[Stored dataset items]
☆ ☆ ☆ ☆ ☆

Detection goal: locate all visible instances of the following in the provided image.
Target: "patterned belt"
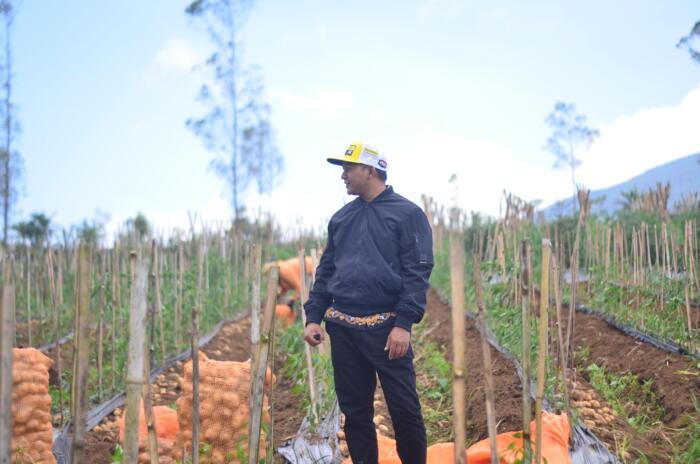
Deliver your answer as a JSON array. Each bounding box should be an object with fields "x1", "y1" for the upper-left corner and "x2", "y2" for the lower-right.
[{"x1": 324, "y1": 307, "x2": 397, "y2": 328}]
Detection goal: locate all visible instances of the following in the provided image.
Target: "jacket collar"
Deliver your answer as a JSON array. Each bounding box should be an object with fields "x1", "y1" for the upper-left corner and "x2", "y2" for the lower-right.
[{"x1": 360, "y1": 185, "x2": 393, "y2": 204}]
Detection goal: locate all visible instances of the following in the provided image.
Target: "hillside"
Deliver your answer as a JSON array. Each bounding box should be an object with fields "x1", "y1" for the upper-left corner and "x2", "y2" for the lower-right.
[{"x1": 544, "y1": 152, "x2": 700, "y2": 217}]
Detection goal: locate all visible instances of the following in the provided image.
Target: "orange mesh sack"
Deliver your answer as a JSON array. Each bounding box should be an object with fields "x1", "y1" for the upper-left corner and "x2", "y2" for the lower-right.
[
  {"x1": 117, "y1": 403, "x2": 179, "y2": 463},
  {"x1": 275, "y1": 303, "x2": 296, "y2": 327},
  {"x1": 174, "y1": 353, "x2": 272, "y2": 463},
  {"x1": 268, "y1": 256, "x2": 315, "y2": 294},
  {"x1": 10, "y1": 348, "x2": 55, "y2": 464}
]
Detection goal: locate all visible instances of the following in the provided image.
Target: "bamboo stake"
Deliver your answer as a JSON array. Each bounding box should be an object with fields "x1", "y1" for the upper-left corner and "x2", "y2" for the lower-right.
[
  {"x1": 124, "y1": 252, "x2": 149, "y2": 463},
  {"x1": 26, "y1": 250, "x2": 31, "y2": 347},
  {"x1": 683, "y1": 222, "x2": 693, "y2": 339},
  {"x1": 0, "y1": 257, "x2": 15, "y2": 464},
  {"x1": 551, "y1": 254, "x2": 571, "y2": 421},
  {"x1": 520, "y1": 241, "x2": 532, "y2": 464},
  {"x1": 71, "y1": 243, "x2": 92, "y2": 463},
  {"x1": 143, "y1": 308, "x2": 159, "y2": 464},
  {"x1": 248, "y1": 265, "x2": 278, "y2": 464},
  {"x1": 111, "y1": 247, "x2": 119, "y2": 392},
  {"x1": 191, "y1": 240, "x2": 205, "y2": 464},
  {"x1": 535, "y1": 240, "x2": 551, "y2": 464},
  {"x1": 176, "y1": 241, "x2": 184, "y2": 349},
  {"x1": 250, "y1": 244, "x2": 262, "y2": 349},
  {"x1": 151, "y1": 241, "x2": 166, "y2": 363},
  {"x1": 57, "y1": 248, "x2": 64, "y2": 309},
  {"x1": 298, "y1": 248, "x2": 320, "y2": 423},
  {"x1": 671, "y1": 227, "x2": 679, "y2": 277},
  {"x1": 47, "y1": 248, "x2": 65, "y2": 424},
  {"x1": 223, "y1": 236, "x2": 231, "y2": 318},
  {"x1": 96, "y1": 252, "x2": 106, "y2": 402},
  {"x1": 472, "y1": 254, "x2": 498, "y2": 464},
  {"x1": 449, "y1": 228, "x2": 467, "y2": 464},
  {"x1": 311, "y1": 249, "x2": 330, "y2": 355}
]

☆ ☆ ☆ ☆ ☆

### [WHAT NEEDS TO BE DONE]
Find every line in the records that contains the word "Target"; copy those lines.

### [EXERCISE RESPONSE]
Target: "patterned belt"
Target: "jacket collar"
Target: "hillside"
Target: "orange mesh sack"
Target: "bamboo stake"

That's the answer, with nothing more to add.